_THE REQUEST_
Reproduce all of the entries below, substituting "one dot per instance" for every occurrence of "a dot for each instance" and leaving everything else unchanged.

_LISTING_

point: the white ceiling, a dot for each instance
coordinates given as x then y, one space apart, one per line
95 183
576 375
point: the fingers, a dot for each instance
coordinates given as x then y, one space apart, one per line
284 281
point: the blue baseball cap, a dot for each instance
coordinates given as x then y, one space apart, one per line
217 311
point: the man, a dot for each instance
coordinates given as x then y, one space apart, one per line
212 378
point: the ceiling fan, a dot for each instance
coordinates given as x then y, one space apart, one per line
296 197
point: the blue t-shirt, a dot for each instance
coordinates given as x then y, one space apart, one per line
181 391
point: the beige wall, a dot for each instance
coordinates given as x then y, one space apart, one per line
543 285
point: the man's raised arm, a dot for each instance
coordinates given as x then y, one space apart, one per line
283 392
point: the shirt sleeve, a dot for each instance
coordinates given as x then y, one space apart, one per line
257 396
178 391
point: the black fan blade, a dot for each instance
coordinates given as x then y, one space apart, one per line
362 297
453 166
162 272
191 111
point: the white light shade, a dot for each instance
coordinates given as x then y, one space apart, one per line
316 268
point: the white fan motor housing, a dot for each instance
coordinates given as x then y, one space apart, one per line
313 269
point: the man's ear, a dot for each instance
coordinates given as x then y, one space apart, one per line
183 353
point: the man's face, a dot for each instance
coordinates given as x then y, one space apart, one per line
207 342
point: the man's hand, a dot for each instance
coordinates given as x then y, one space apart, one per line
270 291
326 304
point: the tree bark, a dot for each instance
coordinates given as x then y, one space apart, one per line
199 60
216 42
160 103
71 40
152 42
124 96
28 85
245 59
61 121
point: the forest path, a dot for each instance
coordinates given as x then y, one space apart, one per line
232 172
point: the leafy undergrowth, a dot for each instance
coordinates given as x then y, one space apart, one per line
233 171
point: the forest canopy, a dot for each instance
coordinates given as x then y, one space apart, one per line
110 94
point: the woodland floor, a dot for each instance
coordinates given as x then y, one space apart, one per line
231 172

_RESPONSE TO THIS TASK_
point: the white ceiling, one dot per instance
coordinates given as x then y, one space apart, one per line
95 183
576 375
point: the fingers, one dot per instance
coordinates given as x then y, one space apart, one per line
284 281
point: the blue baseball cap, one dot per instance
coordinates given as x then y, one space apart, one per line
217 311
point: the man, one dot per instance
coordinates given as x then y, one space apart, one per line
212 378
point: the ceiling fan, one dot per instance
coordinates given as x then y, one space apart, one per line
296 197
point: the blue t-shirt, one dot per instance
coordinates given as x then y, one space apart, one per line
181 391
point: the beige wall, one dot per instance
coordinates given as x then y, one space apart, one per line
543 285
point: the man's raised arm, one dot per instance
coordinates given as x then y, one space apart, one per line
283 392
point: the shirt sleeve, one dot per instance
coordinates given as x then y, one space apart, one per line
257 396
178 391
point: the black fan blade, one dot per instance
coordinates given as x then y, one space apart, one per line
362 297
453 166
162 272
191 111
point: the white light shade, one dot per instance
coordinates given as x then y, one space apart, one per line
316 268
point: the white fan motor housing, one dot per instance
coordinates given as x then y, one space apart, one per line
313 269
point: the man's ear, one dot per instance
coordinates given as x then y, one space apart, one per line
183 353
point: the man's face, one dot per instance
coordinates given as x then y, one space apart, one per line
207 342
point: the man's hand, one dot per instance
coordinates given as x then y, one space apart, one per line
270 291
326 304
point: the tree bark, one dot per instance
coordinates given as x then y, one space apart, one per line
199 60
216 42
160 103
71 40
152 42
124 96
28 85
245 59
61 121
point: the forest path, one dot per instance
coordinates given as x then y, one space apart, one per line
232 172
point: the leafy undergrowth, one dot per instance
coordinates given as x then y, one space apart, one per line
233 171
point: the forest canopy, one dot per instance
coordinates given as x then y, one space apart, one per line
110 94
point: the woodland floor, one dot per instance
coordinates given as x then y, one space apart, one per line
231 172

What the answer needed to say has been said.